> [Request] Set down the stretch of the blog post on grief and faith from "Take my yoke" through "may help another." word for word.

[Source start]

Take my yoke upon you, and learn from me, for I am gentle and lowly in heart, and you will find rest for your souls.
I have felt very out of sorts lately. I have not felt like sharing my life or journey with anyone let alone strangers on my blog. I am gonna attempt it anyway because when I'm called to share I want to be obedient even when I don't "feel like it". I never said this was gonna be easy or that the entry's are good. They are just mine, my heart and my journey that I'm led to share in order that it may help another.
Last night while I was reading before bed, I realized something. Its gonna be kind of hard to explain and maybe awkward (whats new right?). So here it is If you have a child in heaven and you are a follower of Christ you have surely noticed this.....We are for the most part all alike....... not only do we have in common that we have children in Heaven, or that we are living through Christ in the midst of a horrible tragedy. We are alike in our thinking, speaking and feelings. I have read so many books on grief and the loss of a child that there is no way I can count them. I am very selective (learned the hard way) about what I read and who wrote it and who I take advice on healing from. The books I read I usually research first, I want to know the writer and his/ her beliefs before I allow my heart to soak up their experience and what they have learned. Reading can be very dangerous when you are searching for help anywhere you can find it. A broken heart and spirit is more vulnerable than any other. So guard your heart and be mindful of the person you are reading about or speaking to. Its easy to get confused or to start to believe things that are just not true of God when your hurt. All it takes is the wrong word at the opportune time.
Proverbs 4:23 Above all else, guard your heart,
for everything you do flows from it
Okay, back to my original thought (shocking, I know). I am blown away at the likeness of us in this group of parents with children in Heaven, or really anyone who lost someone they loved more than life. If we were followers of Christ before our loss and chose to seek Jesus in our loss, then man we grew in faith with supernatural speed in our pits! I mean not only did we grow and mature in our faith, but our way of speaking and our very spirit's seem "alike". The longing to know everything we can about Heaven, the way we feel and SEE the sufferings of this world, the way we love with our whole hearts, the words we use to explain the pain of it all. I stand amazed at this realization, how can I just now notice how very much we are alike?

[Source end]
[Material start]

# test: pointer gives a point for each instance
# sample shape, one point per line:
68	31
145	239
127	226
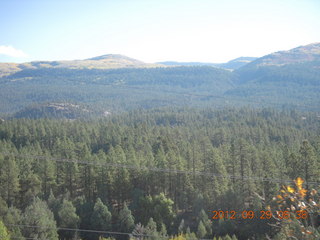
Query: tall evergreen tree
67	218
41	218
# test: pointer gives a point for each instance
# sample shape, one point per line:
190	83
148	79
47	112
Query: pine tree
101	217
151	229
38	215
126	220
4	235
9	179
310	166
201	232
67	218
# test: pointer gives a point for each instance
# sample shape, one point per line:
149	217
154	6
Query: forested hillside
282	80
156	173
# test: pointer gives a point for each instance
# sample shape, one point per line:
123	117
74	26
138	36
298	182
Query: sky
154	30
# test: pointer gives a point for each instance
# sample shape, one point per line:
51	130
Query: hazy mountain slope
109	61
115	89
286	77
232	65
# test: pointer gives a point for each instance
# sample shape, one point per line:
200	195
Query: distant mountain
237	63
54	110
109	61
302	54
285	79
232	65
300	65
287	76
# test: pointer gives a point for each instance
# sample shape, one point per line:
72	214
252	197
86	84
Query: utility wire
155	169
91	231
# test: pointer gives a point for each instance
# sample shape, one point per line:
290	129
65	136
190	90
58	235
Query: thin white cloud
12	52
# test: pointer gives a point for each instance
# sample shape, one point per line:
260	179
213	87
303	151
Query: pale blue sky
151	31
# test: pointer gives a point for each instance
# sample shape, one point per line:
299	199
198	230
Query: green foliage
201	232
101	217
4	232
67	218
126	220
114	153
38	214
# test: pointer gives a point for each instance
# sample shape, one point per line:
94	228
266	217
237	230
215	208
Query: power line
155	169
91	231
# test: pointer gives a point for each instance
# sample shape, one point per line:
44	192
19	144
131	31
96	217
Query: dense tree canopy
158	172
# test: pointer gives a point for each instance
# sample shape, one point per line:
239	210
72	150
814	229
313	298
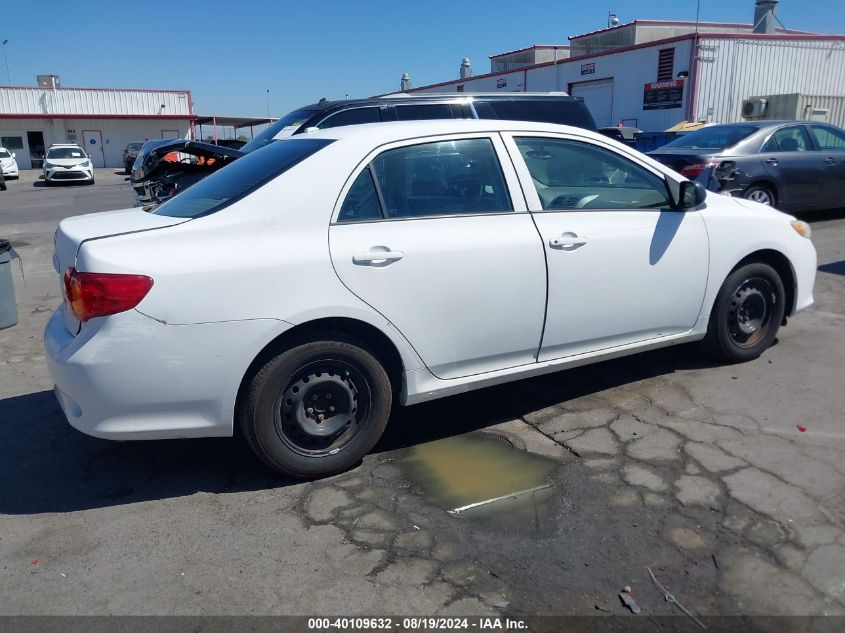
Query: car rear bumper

[Material end]

> [Finished answer]
Take my yoke upon you, and learn from me, for I am gentle and lowly in heart, and you will find rest for your souls.
I have felt very out of sorts lately. I have not felt like sharing my life or journey with anyone let alone strangers on my blog. I am gonna attempt it anyway because when I'm called to share I want to be obedient even when I don't "feel like it". I never said this was gonna be easy or that the entry's are good. They are just mine, my heart and my journey that I'm led to share in order that it may help another.